__TEXTO DE LECTURA__.
De los
imperios antiguos aprendimos que el supremacismo, el hegemonismo absoluto e
incompartido de una potencia sobre las demás naciones, es la esencia misma del
imperialismo; que para quienes detentan el poder imperial, cada nueva nación
conquistada y sometida es solo una nueva frontera que derribar en un proceso de
expansión que no conoce límites. Así lo ilustran el Imperio Persa, el de
Alejandro Magno y el gran Imperio Romano, quizá el mejor conocido por el mundo
moderno. A nosotros nos ha tocado vivir dentro de un nuevo tipo de
imperialismo, un imperialismo que se distingue de los antiguos en muchas y muy
importantes cuestiones, a pesar del cual no hay duda de que, para poder
realizar sus propios fines, necesita actuar y actúa exactamente como los
imperios antiguos en materia de expansión ilimitada, impulsado por la misma
hambre irrefrenable de conquista para poner a todo el mundo al servicio de sus
intereses comerciales, financieros y políticos.

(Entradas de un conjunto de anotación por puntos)
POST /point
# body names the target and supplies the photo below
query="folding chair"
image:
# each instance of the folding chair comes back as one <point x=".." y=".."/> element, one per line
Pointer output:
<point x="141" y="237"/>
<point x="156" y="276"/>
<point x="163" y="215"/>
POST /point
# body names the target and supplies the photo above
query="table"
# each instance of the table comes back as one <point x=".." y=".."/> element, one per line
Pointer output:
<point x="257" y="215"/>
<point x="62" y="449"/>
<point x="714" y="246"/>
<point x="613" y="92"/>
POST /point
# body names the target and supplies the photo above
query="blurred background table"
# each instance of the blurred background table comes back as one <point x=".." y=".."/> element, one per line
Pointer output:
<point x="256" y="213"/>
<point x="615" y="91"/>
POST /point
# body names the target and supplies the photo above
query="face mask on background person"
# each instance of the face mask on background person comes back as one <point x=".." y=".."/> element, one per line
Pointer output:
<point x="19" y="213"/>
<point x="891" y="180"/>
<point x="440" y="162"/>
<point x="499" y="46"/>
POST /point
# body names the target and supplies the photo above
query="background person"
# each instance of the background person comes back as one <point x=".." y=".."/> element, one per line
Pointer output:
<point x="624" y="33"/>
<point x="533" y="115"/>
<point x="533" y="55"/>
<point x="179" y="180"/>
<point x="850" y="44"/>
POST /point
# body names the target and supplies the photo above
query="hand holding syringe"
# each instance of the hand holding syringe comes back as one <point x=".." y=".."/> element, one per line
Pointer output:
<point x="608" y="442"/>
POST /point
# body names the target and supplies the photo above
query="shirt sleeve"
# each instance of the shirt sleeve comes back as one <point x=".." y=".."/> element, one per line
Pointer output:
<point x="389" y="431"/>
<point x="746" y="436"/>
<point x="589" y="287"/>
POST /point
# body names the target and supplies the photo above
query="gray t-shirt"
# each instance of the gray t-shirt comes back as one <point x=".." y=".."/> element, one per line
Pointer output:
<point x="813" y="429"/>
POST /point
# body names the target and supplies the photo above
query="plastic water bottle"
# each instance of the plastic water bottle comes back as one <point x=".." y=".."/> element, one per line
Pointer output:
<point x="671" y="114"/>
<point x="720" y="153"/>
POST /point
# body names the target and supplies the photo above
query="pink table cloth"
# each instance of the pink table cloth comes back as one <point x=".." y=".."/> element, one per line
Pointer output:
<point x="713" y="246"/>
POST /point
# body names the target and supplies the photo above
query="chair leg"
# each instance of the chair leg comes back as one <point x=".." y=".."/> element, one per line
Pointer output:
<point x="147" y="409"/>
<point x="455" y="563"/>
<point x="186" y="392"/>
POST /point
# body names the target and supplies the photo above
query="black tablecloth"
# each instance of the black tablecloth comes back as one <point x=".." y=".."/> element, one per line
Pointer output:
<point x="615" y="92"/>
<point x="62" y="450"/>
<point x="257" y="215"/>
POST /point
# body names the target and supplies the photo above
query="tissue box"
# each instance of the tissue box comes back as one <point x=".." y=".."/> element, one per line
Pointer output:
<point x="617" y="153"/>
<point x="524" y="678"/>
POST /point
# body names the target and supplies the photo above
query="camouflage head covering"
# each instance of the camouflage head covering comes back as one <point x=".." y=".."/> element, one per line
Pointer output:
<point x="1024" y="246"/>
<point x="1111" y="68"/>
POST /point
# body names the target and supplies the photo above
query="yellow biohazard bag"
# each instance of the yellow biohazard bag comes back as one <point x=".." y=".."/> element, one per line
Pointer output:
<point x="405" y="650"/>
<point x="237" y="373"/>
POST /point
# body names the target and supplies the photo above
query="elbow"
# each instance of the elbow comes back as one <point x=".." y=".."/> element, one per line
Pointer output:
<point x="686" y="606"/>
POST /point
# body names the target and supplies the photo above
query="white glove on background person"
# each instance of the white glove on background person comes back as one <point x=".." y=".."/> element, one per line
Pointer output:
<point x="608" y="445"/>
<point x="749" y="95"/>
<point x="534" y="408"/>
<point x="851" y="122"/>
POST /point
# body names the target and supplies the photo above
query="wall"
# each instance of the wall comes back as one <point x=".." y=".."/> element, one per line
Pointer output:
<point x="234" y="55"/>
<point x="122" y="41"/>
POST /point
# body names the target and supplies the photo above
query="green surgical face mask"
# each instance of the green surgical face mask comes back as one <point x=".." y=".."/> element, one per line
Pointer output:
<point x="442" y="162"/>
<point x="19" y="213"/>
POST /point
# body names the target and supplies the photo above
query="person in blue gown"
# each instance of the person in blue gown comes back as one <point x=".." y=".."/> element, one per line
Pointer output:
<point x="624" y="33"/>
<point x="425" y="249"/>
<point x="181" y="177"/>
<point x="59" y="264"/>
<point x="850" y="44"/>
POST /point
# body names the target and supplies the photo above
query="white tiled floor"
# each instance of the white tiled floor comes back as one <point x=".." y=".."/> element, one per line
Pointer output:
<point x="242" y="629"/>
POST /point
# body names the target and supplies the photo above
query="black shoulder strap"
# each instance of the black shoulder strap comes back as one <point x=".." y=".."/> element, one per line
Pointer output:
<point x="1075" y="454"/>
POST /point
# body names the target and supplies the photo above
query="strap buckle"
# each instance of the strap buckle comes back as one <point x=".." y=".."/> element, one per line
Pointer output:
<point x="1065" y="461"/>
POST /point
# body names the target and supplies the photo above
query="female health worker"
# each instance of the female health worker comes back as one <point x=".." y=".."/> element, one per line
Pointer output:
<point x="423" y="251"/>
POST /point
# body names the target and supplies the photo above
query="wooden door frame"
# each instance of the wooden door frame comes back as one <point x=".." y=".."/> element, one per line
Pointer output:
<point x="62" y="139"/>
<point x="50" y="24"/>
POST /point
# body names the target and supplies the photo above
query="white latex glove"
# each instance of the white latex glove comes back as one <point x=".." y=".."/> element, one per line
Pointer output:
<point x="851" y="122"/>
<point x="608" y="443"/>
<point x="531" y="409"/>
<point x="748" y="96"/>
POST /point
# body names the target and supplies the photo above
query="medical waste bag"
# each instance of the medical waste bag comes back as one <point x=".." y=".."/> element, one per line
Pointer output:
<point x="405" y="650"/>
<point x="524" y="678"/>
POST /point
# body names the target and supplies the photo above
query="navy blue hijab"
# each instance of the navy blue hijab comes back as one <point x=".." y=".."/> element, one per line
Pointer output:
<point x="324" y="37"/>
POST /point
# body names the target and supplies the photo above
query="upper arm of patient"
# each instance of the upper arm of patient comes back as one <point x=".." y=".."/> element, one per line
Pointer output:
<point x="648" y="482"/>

__PROBLEMA PLANTEADO__.
Responde estas preguntas según el texto sobre el imperialismo:
1. ¿Qué es, según el texto, la esencia misma del imperialismo?
2. ¿Qué tres imperios antiguos se mencionan como ejemplo?
3. ¿Al servicio de qué intereses busca poner a todo el mundo el nuevo imperialismo?

__RESPUESTA DEL EJERCICIO__.
1. El supremacismo, es decir, el hegemonismo absoluto e incompartido de una potencia sobre las demás naciones.
2. El Imperio Persa, el de Alejandro Magno y el gran Imperio Romano.
3. De sus intereses comerciales, financieros y políticos.